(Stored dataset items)

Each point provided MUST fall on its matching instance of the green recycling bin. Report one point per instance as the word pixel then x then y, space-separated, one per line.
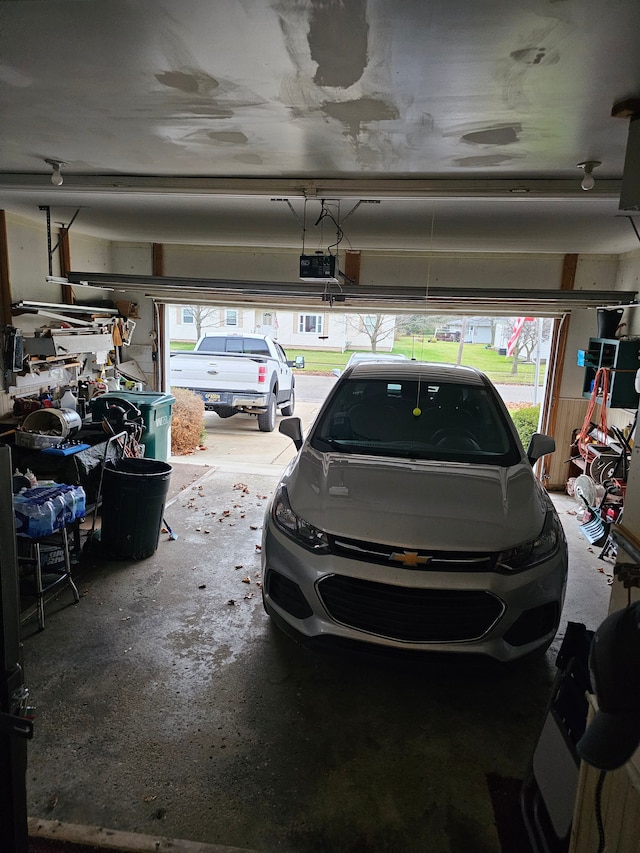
pixel 155 408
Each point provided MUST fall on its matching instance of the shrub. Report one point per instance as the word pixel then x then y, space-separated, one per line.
pixel 526 421
pixel 187 422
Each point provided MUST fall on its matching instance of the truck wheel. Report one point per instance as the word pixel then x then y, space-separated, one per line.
pixel 267 420
pixel 287 410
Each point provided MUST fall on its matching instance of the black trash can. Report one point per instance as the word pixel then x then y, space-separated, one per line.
pixel 134 492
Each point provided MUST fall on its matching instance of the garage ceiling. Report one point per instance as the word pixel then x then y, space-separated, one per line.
pixel 181 122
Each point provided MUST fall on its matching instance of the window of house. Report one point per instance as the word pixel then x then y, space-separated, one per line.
pixel 310 324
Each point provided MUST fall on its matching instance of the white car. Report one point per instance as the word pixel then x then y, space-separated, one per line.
pixel 411 518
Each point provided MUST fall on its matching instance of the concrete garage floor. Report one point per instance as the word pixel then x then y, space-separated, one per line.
pixel 169 706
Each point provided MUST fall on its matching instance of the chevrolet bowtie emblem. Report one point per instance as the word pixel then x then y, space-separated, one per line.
pixel 409 558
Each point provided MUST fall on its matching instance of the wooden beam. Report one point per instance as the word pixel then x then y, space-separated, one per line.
pixel 159 343
pixel 68 295
pixel 549 419
pixel 6 317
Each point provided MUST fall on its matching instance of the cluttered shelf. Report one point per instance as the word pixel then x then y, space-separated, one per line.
pixel 598 469
pixel 71 469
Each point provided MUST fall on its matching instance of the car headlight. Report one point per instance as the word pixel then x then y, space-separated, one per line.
pixel 294 526
pixel 537 550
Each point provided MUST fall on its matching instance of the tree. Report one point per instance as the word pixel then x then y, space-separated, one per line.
pixel 531 333
pixel 378 327
pixel 201 315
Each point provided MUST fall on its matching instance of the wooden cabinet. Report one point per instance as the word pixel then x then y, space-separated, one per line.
pixel 621 359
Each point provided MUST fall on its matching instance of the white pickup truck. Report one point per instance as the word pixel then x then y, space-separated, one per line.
pixel 238 373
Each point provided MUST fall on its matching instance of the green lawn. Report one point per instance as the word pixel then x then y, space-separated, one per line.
pixel 497 367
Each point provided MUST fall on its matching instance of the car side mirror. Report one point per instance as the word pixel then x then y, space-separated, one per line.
pixel 539 446
pixel 292 427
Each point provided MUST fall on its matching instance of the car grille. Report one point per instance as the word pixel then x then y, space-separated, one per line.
pixel 420 560
pixel 409 614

# Problem details
Could you reproduce the entries verbatim, leaving out all pictures?

# Output for this exercise
Each point provided MUST fall on its matching instance of the green recycling bin. Report one point per instance as the word pixel then x then y, space-separated, one per line.
pixel 155 408
Each point provided MUST fall on its matching instance of the shrub. Report one point per instance as the word pixel then x then y, space-separated, one per line.
pixel 526 421
pixel 187 422
Each point provided MUST fall on its matching instance of the truck wheel. Report one point per instance as the word pixel then x then y, space-separated, one per line.
pixel 267 420
pixel 287 410
Each point provided MUST fall on its matching instance of the black trash can. Report one point per instance as the word pixel then x then y, space-separated, one per line.
pixel 134 492
Each point provided MUST fall on its matching instance of the garage ceiling. Report one point per instance as the word pixel then x then y, space-separated, one per line.
pixel 181 122
Each point provided MUST fall on its matching instance of the window of house. Report one point per instance as the word pixel then x then y, space-separated, one per line.
pixel 310 324
Each point provided MUST fall on its matching instance of the white car. Report one point per instance as the word pixel then x then y, space-separated, one per line.
pixel 411 518
Each point provided MUST fall on its matching instance of the concrete garage floor. Report one point per instance as the word pixel then x then y, space-separated, one per line.
pixel 169 706
Each point provided MUST fall on its matching instance of the chevrolet bowtie emblem. Report one point per instance as the word pixel then x then y, space-separated, one per line.
pixel 409 558
Each point provided MUST fall on its matching instance of the wooden beam. Report one point per instance as the word pixel then x then y, space-separated, one per line.
pixel 159 343
pixel 68 295
pixel 549 419
pixel 6 317
Each point provided MUST fall on its matching instance of the cluttered shelf. Report one point per instance as the word pixel then x then y, space-separated, one per line.
pixel 598 469
pixel 71 469
Each point provided MUST fall on its matching instance of the car headlight. Report one point per instance as the word pixel then x then y, space-separated, one per line.
pixel 294 526
pixel 537 550
Each point provided MUST fall on its matching instance of the tree. Report one point per instance as the word pixel then x then y, space-separated, one per line.
pixel 531 333
pixel 378 327
pixel 201 315
Each point provided MUST fall on its matching instance of the wooden cabinet. Report one point per instance as the word pixel then x then y, space-separated, one per line.
pixel 621 359
Each point provided MUST fall on its matching instance of the white pickup truck. Report one point per instance as the word pixel then x then y, space-separated, one per line.
pixel 238 373
Each point provided MUST fall on its matching instance of the green lawn. Report one point per instance as the word pixel then x then y, space-separated, one per line.
pixel 497 367
Each point provided MUST fall on its matching instance of the car side mirror. Report one point per instance as the word pixel then x then y, space-separated, one per line.
pixel 539 446
pixel 292 427
Each point provided MUST fall on its matching instance of the car grille. Report one point per instance as the word pixel then x then y, space-separated, one per line.
pixel 420 560
pixel 409 614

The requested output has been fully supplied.